> WORK ITEM
The response must match the data below exactly, line for line.

> DATASET EXCERPTS
┌──

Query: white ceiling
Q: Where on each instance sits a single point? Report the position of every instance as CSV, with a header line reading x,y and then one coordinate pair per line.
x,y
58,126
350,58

└──

> COMPLETED EXERCISE
Query: white ceiling
Q: Where on each instance sits a single point? Report the position of every instance as CSV, with a header line reading x,y and then one coordinate pair per line.
x,y
58,126
350,58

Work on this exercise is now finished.